* GOAL
Please reproduce the mailing-list message below about CVS problems with a symlinked CVSROOT in full, word for word.

* DOCUMENT SECTION
───

2002-05-14 Thread Dan Peterson

We're in the process of setting up a new server for CVS access and for
various fallback, redundancy and recovery reasons the directory part of
the users CVSROOT environment variable must point to a symlink.

During testing of the system, we discovered commands don't always work
right.  In particular it seems like checking out with -r tag doesn't
always work.  I've seen this work for some tags and fail for others.  Some
of the other people testing the system have seen it work sometimes and
fail other times for the same tag.

After searching old cvs-info archives I found the message below, which
seems to be the same problem we're having.  A couple questions:

1. Can this be fixed?  Or is this already fixed?  We are currently using
1.11.1p1 for the tests, but plan on moving to 1.11.2 very soon.  Will that
make a difference?

───

* SUPPLIED INFORMATION
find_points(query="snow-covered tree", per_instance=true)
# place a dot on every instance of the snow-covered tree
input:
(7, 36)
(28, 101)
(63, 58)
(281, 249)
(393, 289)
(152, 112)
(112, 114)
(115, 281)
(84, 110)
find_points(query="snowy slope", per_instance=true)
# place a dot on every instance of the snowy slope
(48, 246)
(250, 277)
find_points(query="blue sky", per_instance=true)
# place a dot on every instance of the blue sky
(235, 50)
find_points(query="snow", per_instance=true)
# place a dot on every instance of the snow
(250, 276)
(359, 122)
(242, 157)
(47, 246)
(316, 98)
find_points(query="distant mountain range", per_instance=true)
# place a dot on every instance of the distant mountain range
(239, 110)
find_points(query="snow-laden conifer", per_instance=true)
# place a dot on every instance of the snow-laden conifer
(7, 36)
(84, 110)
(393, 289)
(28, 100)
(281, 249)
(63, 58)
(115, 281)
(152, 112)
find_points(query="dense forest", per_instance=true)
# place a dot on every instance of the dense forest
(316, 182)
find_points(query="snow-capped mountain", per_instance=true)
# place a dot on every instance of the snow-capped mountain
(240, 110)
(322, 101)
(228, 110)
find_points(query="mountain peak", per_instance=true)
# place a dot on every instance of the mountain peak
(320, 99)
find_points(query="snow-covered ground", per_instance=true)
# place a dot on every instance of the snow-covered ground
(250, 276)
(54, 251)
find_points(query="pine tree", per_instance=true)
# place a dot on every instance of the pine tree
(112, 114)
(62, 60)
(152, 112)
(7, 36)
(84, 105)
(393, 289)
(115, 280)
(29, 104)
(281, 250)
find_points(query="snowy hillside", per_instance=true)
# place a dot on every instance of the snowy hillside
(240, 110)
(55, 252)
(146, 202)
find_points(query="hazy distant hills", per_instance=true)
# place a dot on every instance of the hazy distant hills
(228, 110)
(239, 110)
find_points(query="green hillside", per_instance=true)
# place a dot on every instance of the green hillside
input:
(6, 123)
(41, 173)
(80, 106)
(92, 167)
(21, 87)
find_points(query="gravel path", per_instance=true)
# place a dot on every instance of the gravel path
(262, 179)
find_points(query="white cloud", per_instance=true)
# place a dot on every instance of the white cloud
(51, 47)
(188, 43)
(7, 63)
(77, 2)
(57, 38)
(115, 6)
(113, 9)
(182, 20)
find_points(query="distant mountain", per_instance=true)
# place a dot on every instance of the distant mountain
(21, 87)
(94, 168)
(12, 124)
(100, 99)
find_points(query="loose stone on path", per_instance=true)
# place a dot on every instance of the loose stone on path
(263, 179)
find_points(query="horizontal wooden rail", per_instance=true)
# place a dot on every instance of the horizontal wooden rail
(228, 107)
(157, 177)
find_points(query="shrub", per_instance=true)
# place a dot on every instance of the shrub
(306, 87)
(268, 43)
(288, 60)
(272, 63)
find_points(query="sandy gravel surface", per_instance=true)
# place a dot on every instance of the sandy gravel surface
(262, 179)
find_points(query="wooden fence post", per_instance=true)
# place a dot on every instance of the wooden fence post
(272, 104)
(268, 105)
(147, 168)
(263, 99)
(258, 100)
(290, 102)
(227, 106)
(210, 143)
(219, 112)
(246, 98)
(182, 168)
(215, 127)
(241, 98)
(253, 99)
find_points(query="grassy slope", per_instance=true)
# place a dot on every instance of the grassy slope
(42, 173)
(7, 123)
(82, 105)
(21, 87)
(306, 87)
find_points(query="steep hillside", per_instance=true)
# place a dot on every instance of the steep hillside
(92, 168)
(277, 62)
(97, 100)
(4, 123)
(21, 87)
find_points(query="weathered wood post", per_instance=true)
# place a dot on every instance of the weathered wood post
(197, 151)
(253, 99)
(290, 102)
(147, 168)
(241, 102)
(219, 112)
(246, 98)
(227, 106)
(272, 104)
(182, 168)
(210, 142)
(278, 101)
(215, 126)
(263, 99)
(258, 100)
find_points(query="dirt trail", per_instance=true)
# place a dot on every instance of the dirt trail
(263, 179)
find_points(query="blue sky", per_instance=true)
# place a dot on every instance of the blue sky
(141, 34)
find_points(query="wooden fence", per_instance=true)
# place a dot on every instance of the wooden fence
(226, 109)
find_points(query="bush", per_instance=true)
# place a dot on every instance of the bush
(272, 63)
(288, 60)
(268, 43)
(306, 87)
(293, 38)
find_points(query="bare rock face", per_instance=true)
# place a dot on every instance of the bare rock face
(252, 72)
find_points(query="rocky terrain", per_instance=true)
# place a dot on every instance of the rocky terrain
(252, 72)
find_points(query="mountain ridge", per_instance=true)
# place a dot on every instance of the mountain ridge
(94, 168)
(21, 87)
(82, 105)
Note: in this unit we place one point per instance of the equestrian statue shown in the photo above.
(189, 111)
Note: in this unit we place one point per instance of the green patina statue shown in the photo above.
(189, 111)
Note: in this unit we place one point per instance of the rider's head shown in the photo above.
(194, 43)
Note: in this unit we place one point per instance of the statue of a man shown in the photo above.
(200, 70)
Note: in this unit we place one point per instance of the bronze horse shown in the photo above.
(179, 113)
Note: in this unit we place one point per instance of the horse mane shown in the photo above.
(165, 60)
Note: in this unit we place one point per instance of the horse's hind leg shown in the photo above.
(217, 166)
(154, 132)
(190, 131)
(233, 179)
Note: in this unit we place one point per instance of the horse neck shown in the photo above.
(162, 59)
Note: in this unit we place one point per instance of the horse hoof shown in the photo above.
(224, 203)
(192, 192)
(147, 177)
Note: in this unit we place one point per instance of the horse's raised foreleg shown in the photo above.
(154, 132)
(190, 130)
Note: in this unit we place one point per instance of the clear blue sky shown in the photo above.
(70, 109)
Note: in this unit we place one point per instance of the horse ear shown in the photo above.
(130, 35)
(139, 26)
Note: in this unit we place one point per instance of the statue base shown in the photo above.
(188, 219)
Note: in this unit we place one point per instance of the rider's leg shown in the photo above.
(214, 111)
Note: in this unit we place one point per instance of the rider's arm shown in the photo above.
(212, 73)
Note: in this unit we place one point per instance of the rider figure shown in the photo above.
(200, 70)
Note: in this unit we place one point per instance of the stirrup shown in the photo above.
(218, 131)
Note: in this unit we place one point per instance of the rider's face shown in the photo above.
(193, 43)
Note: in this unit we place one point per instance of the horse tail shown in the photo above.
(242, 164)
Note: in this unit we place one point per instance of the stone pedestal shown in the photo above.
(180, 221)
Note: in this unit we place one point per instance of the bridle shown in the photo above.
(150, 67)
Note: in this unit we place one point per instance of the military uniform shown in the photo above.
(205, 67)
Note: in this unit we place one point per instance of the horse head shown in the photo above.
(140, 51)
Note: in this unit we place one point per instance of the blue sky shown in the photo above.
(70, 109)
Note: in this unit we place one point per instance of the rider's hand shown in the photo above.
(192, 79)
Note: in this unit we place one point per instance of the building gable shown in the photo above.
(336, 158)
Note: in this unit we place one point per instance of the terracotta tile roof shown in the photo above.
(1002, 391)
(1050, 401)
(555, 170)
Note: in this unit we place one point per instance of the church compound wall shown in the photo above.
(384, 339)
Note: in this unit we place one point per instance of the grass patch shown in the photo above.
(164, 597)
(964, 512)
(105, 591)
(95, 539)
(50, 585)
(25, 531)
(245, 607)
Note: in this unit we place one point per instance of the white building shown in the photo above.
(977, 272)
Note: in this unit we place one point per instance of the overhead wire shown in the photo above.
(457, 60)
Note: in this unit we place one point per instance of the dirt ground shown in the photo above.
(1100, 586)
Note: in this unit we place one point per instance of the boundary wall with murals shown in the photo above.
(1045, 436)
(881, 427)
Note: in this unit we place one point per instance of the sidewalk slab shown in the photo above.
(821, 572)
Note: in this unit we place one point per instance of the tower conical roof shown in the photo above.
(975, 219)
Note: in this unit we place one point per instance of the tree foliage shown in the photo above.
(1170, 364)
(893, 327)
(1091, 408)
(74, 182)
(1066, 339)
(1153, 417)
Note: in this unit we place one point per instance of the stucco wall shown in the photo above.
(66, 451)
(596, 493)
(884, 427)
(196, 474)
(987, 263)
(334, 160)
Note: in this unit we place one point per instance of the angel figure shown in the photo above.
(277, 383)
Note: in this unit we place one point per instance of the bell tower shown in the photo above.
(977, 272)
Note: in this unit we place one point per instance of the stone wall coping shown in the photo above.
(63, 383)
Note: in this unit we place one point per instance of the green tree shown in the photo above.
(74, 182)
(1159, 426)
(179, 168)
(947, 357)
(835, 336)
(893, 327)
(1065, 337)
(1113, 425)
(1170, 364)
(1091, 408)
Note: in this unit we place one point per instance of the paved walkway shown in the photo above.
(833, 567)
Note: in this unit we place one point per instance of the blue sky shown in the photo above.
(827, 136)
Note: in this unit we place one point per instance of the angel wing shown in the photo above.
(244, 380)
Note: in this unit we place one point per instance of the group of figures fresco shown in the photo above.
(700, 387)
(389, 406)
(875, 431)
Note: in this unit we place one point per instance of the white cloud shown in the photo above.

───

* REPLY
2002-05-14 Thread Dan Peterson

We're in the process of setting up a new server for CVS access and for
various fallback, redundancy and recovery reasons the directory part of
the users CVSROOT environment variable must point to a symlink.

During testing of the system, we discovered commands don't always work
right.  In particular it seems like checking out with -r tag doesn't
always work.  I've seen this work for some tags and fail for others.  Some
of the other people testing the system have seen it work sometimes and
fail other times for the same tag.

After searching old cvs-info archives I found the message below, which
seems to be the same problem we're having.  A couple questions:

1. Can this be fixed?  Or is this already fixed?  We are currently using
1.11.1p1 for the tests, but plan on moving to 1.11.2 very soon.  Will that
make a difference?